_Task to carry out_
Output every line of the records below as a JSON list of strings, with one string per line and no entries for blank lines.

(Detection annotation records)
+ + + + +

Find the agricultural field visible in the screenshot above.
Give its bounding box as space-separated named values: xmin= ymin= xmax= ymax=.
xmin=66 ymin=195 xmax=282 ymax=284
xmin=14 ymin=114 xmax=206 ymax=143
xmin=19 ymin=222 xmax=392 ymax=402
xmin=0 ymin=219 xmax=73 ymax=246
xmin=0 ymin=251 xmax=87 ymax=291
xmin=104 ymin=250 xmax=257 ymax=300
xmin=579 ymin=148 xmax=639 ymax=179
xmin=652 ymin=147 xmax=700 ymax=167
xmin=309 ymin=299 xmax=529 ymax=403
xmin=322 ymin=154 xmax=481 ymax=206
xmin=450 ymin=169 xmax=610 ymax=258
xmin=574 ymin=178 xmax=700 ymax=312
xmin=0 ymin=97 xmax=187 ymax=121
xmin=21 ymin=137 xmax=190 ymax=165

+ + + + +

_Expected output_
[
  "Find the agricultural field visible in the screenshot above.",
  "Give its bounding box as space-separated named values: xmin= ymin= xmax= ymax=.",
  "xmin=66 ymin=195 xmax=282 ymax=284",
  "xmin=14 ymin=114 xmax=206 ymax=143",
  "xmin=19 ymin=222 xmax=392 ymax=402",
  "xmin=0 ymin=219 xmax=73 ymax=246",
  "xmin=0 ymin=251 xmax=87 ymax=291",
  "xmin=104 ymin=250 xmax=257 ymax=300",
  "xmin=579 ymin=148 xmax=639 ymax=179",
  "xmin=652 ymin=147 xmax=700 ymax=167",
  "xmin=309 ymin=299 xmax=529 ymax=403",
  "xmin=322 ymin=154 xmax=481 ymax=206",
  "xmin=450 ymin=169 xmax=610 ymax=258",
  "xmin=574 ymin=178 xmax=700 ymax=312",
  "xmin=0 ymin=97 xmax=187 ymax=121",
  "xmin=21 ymin=137 xmax=190 ymax=165"
]